§ **Work required**
Find each line in the entries below that contains the string "item", and copy those lines.

§ **Dataset excerpts**

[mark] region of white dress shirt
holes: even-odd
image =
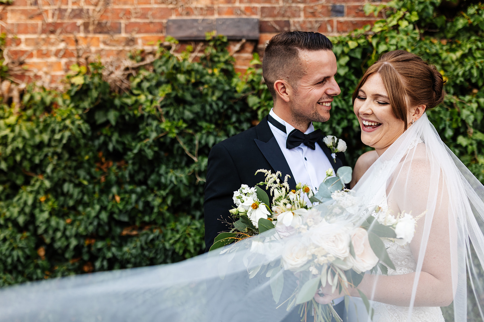
[[[269,122],[269,127],[271,128],[271,130],[274,134],[274,137],[277,140],[279,146],[281,148],[283,154],[284,154],[284,157],[286,158],[291,172],[292,172],[292,175],[294,176],[294,181],[296,183],[301,182],[310,186],[316,193],[319,184],[326,177],[326,170],[330,168],[333,168],[331,163],[328,159],[328,157],[317,143],[315,144],[316,149],[314,150],[310,149],[303,143],[290,150],[286,148],[286,141],[287,139],[287,136],[292,130],[294,129],[294,127],[276,115],[273,109],[271,109],[269,115],[286,126],[286,133],[284,133],[272,125],[271,122]],[[313,131],[314,131],[314,126],[311,123],[304,132],[304,134],[307,134]],[[333,173],[334,173],[334,169]],[[282,174],[283,178],[286,174]],[[304,195],[304,197],[307,202],[309,201],[305,194]],[[334,299],[334,304],[339,303],[344,298],[344,297],[341,297]]]
[[[300,182],[311,186],[316,192],[316,189],[326,177],[326,170],[333,168],[326,154],[317,143],[315,150],[310,149],[303,143],[290,150],[287,148],[286,141],[287,135],[294,129],[294,126],[276,115],[272,109],[269,112],[269,115],[286,126],[286,133],[284,133],[269,122],[269,127],[284,154],[284,157],[294,176],[294,181],[296,183]],[[311,123],[304,134],[307,134],[313,131],[314,126]],[[287,174],[283,173],[283,178],[286,174]]]

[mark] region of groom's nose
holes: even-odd
[[[341,90],[339,88],[339,85],[336,83],[334,77],[332,77],[329,81],[329,86],[325,91],[325,94],[331,96],[336,96],[339,95],[341,93]]]

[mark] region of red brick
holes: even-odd
[[[256,3],[270,3],[277,4],[279,3],[279,0],[239,0],[241,4],[247,3],[248,4],[255,4]]]
[[[230,42],[228,45],[228,51],[232,52],[232,51],[235,49],[235,47],[237,46],[239,42]],[[237,54],[250,54],[252,55],[252,53],[254,52],[254,49],[255,46],[255,42],[245,42],[241,47],[240,49],[236,52],[236,53]]]
[[[288,31],[291,28],[289,20],[269,20],[261,21],[259,24],[259,31],[261,32],[282,32]]]
[[[76,52],[70,49],[58,49],[54,55],[58,58],[76,58],[77,56]]]
[[[248,67],[252,60],[252,55],[247,54],[239,54],[235,53],[233,57],[235,58],[235,66],[237,67]]]
[[[46,12],[45,14],[47,14]],[[9,8],[8,19],[9,21],[31,21],[42,20],[44,15],[38,9],[23,9],[15,7]]]
[[[33,53],[30,50],[9,50],[8,52],[8,56],[14,60],[18,59],[25,59],[33,58]]]
[[[112,8],[106,9],[99,17],[101,21],[121,20],[122,19],[131,19],[131,11],[129,8]]]
[[[321,4],[314,6],[305,6],[304,16],[305,18],[321,18],[331,15],[331,6]]]
[[[141,40],[141,43],[143,46],[156,46],[158,41],[163,42],[165,41],[165,36],[142,36],[137,37]]]
[[[37,58],[50,58],[51,51],[47,49],[39,49],[35,51],[35,57]]]
[[[217,13],[219,15],[258,15],[257,7],[230,6],[218,7]]]
[[[86,32],[84,27],[84,32]],[[98,22],[94,26],[93,33],[121,33],[121,22],[109,22],[103,21]]]
[[[131,37],[110,37],[102,40],[106,46],[134,46],[137,44],[136,39]]]
[[[69,4],[69,0],[34,0],[35,2],[40,2],[42,7],[57,7],[60,2],[60,5],[66,6]],[[34,2],[33,0],[32,2]],[[34,4],[32,4],[33,5]]]
[[[261,7],[261,17],[282,18],[283,17],[299,18],[301,9],[299,7]]]
[[[86,9],[75,8],[71,9],[55,9],[52,12],[52,16],[59,19],[83,19],[89,17],[89,12]]]
[[[61,33],[79,32],[79,26],[75,22],[51,22],[42,24],[42,33],[55,33],[59,29]]]
[[[367,16],[365,15],[364,10],[363,10],[363,5],[359,6],[348,5],[346,6],[346,16],[363,18]],[[383,16],[381,11],[378,13],[377,16],[380,18]],[[374,18],[375,15],[373,14],[370,14],[368,17],[368,18]]]
[[[31,6],[34,0],[14,0],[12,5],[14,6]]]
[[[374,20],[340,20],[337,21],[336,30],[338,32],[349,32],[355,29],[361,28],[366,25],[372,25],[376,21]]]
[[[257,42],[257,45],[265,46],[268,42],[271,40],[271,38],[272,38],[278,33],[279,33],[273,32],[272,33],[261,33],[260,36],[259,37],[259,42]]]
[[[213,15],[215,14],[215,8],[213,7],[197,7],[193,8],[191,7],[179,7],[173,10],[175,15],[179,16],[191,16],[191,15],[201,15],[204,16]]]
[[[20,46],[22,40],[20,38],[9,37],[5,40],[5,45],[6,47]]]
[[[100,49],[96,50],[95,54],[101,55],[103,58],[111,58],[112,57],[117,57],[118,58],[124,58],[126,57],[127,52],[123,49]]]
[[[161,22],[129,22],[124,27],[126,33],[163,33],[164,29]]]
[[[65,42],[68,47],[74,47],[76,46],[76,39],[77,44],[81,46],[88,46],[90,47],[99,46],[99,37],[83,37],[78,36],[74,37],[72,36],[63,35],[61,41]],[[25,43],[27,45],[27,39],[25,40]]]
[[[116,0],[114,2],[117,6],[129,5],[135,6],[136,4],[151,4],[151,0]]]
[[[220,4],[233,4],[235,3],[235,0],[213,0],[213,4],[220,5]],[[255,1],[251,1],[252,3],[254,3]],[[241,2],[242,3],[242,2]]]
[[[8,24],[8,28],[14,34],[36,34],[39,32],[39,24],[34,22],[30,24]],[[11,27],[11,28],[10,28]]]
[[[332,26],[332,20],[303,20],[302,21],[295,21],[294,28],[296,30],[302,31],[313,31],[327,34],[331,32],[329,30],[328,25]]]
[[[140,8],[133,11],[133,17],[137,19],[167,19],[172,16],[171,8],[165,7]]]

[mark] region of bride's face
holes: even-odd
[[[393,114],[379,74],[371,75],[359,90],[353,105],[362,129],[362,141],[381,155],[403,133],[405,123]]]

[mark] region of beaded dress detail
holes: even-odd
[[[384,191],[381,201],[377,204],[382,210],[388,209],[386,194]],[[410,245],[401,246],[388,239],[384,239],[383,243],[388,252],[388,255],[395,265],[396,270],[388,269],[388,276],[399,275],[415,271],[417,263],[412,254]],[[381,272],[379,273],[381,274]],[[409,308],[399,307],[372,301],[372,306],[375,310],[374,322],[444,322],[442,311],[439,307],[414,307],[412,310],[411,318],[408,319]]]

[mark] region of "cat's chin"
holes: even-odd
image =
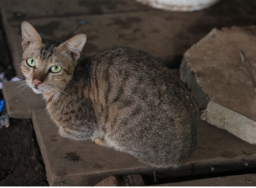
[[[43,94],[44,93],[43,91],[38,89],[32,88],[32,89],[33,90],[33,91],[36,94]]]

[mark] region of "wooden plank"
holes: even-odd
[[[201,121],[198,145],[188,162],[177,169],[155,169],[133,157],[97,145],[60,137],[44,109],[33,111],[36,137],[50,185],[94,185],[112,175],[146,175],[157,178],[256,167],[256,146]]]
[[[179,182],[160,184],[158,186],[256,186],[256,174],[243,174],[230,176],[218,177],[203,179],[197,179]]]

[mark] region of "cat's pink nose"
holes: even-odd
[[[38,79],[34,79],[34,80],[33,82],[35,84],[36,86],[38,86],[39,84],[41,83],[42,82],[40,80],[38,80]]]

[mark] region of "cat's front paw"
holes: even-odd
[[[106,144],[105,142],[102,139],[93,139],[92,138],[92,141],[94,142],[95,144],[99,145],[100,146],[103,147],[106,147]]]

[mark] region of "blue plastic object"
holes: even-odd
[[[2,110],[4,105],[5,105],[5,101],[4,100],[1,100],[0,101],[0,113],[2,112]]]

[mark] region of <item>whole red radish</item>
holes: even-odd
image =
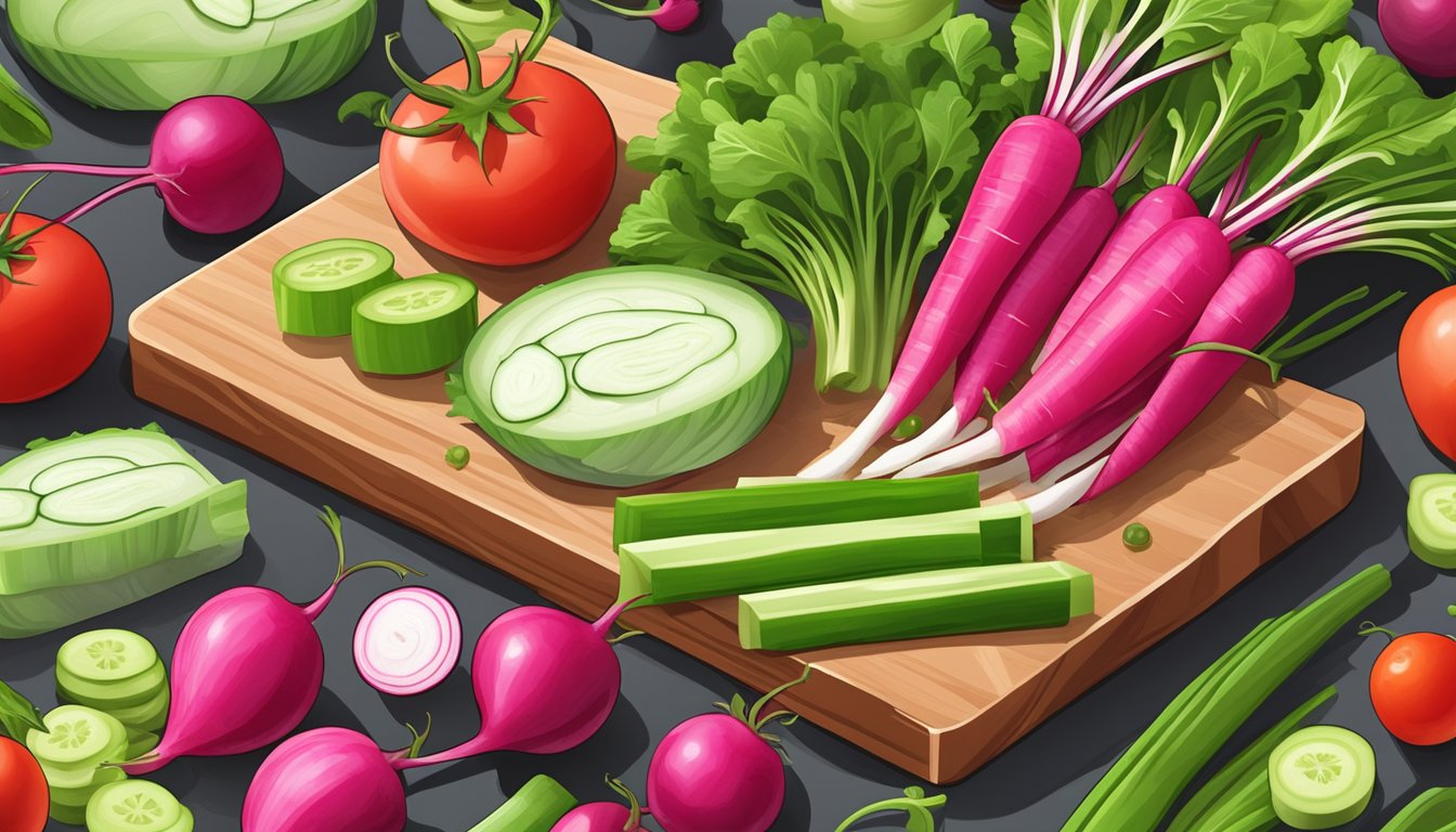
[[[636,794],[620,780],[607,778],[607,785],[626,798],[620,803],[582,803],[572,809],[550,828],[550,832],[646,832],[642,816],[649,815],[638,804]]]
[[[518,606],[492,621],[470,662],[480,731],[453,749],[397,766],[495,750],[558,753],[587,742],[612,715],[622,691],[622,666],[607,632],[636,600],[617,603],[596,622],[546,606]]]
[[[1439,632],[1396,635],[1372,624],[1360,629],[1372,632],[1393,637],[1370,667],[1370,704],[1385,730],[1415,746],[1456,739],[1456,640]]]
[[[0,404],[29,402],[70,385],[111,334],[106,265],[68,226],[19,213],[32,188],[0,221]]]
[[[379,173],[399,224],[448,255],[524,265],[579,240],[607,204],[617,136],[601,99],[575,76],[536,63],[556,19],[552,0],[524,50],[464,60],[425,83],[390,64],[411,95],[393,118],[389,96],[360,93],[339,118],[365,115],[387,130]],[[459,35],[457,35],[459,36]],[[384,39],[389,50],[399,35]]]
[[[783,809],[783,761],[770,723],[792,724],[789,711],[761,711],[804,675],[747,707],[743,696],[727,711],[693,717],[662,737],[646,771],[646,801],[667,832],[764,832]],[[747,710],[745,710],[747,708]]]
[[[323,685],[323,644],[313,622],[339,583],[370,568],[419,574],[389,561],[345,568],[339,516],[320,514],[333,535],[339,567],[333,583],[309,605],[249,586],[204,603],[182,628],[172,653],[172,707],[162,743],[121,768],[138,775],[179,756],[250,752],[287,736],[313,707]]]
[[[400,832],[405,787],[393,761],[418,752],[428,734],[427,726],[396,752],[348,729],[288,737],[248,787],[243,832]]]

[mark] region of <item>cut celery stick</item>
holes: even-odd
[[[745,594],[745,650],[811,650],[993,629],[1061,627],[1092,612],[1092,576],[1041,561]]]
[[[1031,560],[1021,503],[856,523],[622,543],[619,599],[674,603],[852,578]]]
[[[619,497],[612,546],[686,535],[823,526],[980,506],[976,474],[925,479],[794,479],[683,494]]]

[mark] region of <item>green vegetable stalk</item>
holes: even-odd
[[[1019,89],[1003,71],[970,15],[923,44],[863,50],[823,20],[775,16],[732,64],[678,70],[677,108],[628,147],[658,176],[612,254],[795,297],[814,319],[818,388],[884,388],[920,265]]]

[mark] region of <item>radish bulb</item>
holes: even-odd
[[[278,136],[246,101],[224,95],[191,98],[169,109],[151,134],[146,168],[33,162],[0,166],[12,173],[82,173],[125,181],[55,221],[70,224],[96,205],[151,185],[172,219],[204,235],[245,229],[282,192]]]
[[[354,666],[381,694],[424,694],[444,682],[459,660],[460,615],[432,589],[387,592],[354,628]]]
[[[325,507],[319,519],[339,555],[329,589],[309,605],[296,605],[271,589],[237,587],[194,612],[172,651],[166,734],[151,752],[122,765],[127,774],[149,774],[179,756],[245,753],[288,734],[323,685],[323,644],[313,622],[339,583],[371,568],[400,578],[421,574],[390,561],[345,568],[339,516]]]
[[[652,817],[667,832],[766,832],[783,809],[783,762],[770,723],[794,724],[796,715],[760,715],[778,695],[802,685],[804,675],[763,695],[747,708],[743,696],[718,702],[724,714],[681,723],[658,743],[646,771]]]
[[[620,803],[582,803],[572,809],[550,828],[550,832],[646,832],[642,816],[651,815],[638,804],[636,794],[620,780],[607,777],[612,791],[620,794],[628,806]]]
[[[453,749],[396,766],[496,750],[558,753],[587,742],[612,715],[622,689],[622,666],[607,632],[638,600],[614,605],[594,624],[546,606],[518,606],[492,621],[470,663],[480,731]]]
[[[248,787],[243,832],[400,832],[405,785],[393,761],[418,753],[430,726],[409,731],[414,745],[396,752],[348,729],[288,737]]]

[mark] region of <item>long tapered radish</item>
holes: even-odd
[[[1188,342],[1220,342],[1252,350],[1278,325],[1293,299],[1294,264],[1271,246],[1245,249],[1208,302]],[[1142,471],[1208,407],[1243,364],[1242,356],[1214,351],[1174,358],[1147,407],[1117,443],[1107,468],[1083,500],[1104,494]]]
[[[323,685],[323,644],[313,622],[348,577],[389,561],[345,568],[339,516],[325,507],[339,567],[333,583],[307,605],[259,586],[236,587],[198,608],[172,651],[167,730],[162,743],[121,768],[149,774],[179,756],[227,756],[261,749],[298,727]]]
[[[1143,248],[1143,243],[1153,236],[1158,229],[1166,226],[1174,220],[1181,220],[1184,217],[1197,217],[1198,204],[1194,203],[1192,195],[1179,185],[1162,185],[1153,188],[1136,203],[1133,207],[1123,214],[1123,219],[1112,229],[1112,236],[1108,238],[1107,245],[1102,246],[1102,252],[1098,254],[1096,262],[1088,270],[1082,283],[1077,284],[1076,291],[1072,293],[1072,299],[1067,305],[1061,307],[1061,313],[1057,315],[1056,323],[1051,325],[1051,331],[1047,334],[1045,342],[1041,345],[1041,353],[1032,361],[1031,369],[1037,372],[1041,364],[1051,356],[1051,351],[1061,344],[1076,326],[1077,321],[1086,313],[1092,302],[1102,294],[1107,284],[1117,277],[1117,272],[1123,271],[1127,261],[1133,259],[1137,249]]]
[[[948,447],[976,418],[984,393],[1000,396],[1117,223],[1112,189],[1120,178],[1121,172],[1099,188],[1072,191],[1006,281],[971,342],[955,379],[951,409],[920,436],[865,466],[862,476],[894,474]]]
[[[1024,115],[1002,133],[981,166],[884,396],[843,443],[799,476],[843,476],[925,401],[976,334],[1026,248],[1072,191],[1080,163],[1077,136],[1059,121]]]
[[[1207,217],[1159,229],[1092,303],[1067,340],[992,423],[992,430],[895,476],[927,476],[1016,453],[1075,424],[1171,353],[1229,274],[1229,243]]]

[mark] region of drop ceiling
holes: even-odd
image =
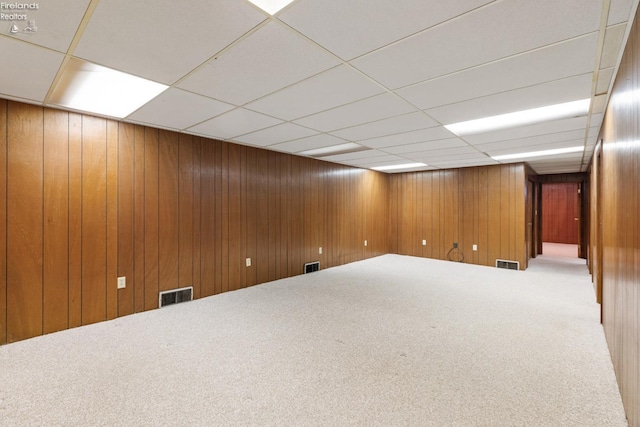
[[[38,5],[37,32],[0,21],[0,97],[56,107],[75,57],[170,86],[131,123],[298,155],[356,143],[321,158],[362,168],[584,147],[527,160],[549,174],[588,167],[638,0],[294,0],[274,16],[247,0]],[[584,98],[579,117],[443,126]]]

§ **Solved exercise**
[mark] region of <item>whole red radish</item>
[mark] region of <item>cut celery stick</item>
[mark] region of <item>green vegetable stalk</item>
[mark] region of <item>radish bulb</item>
[mark] region of <item>long tapered radish</item>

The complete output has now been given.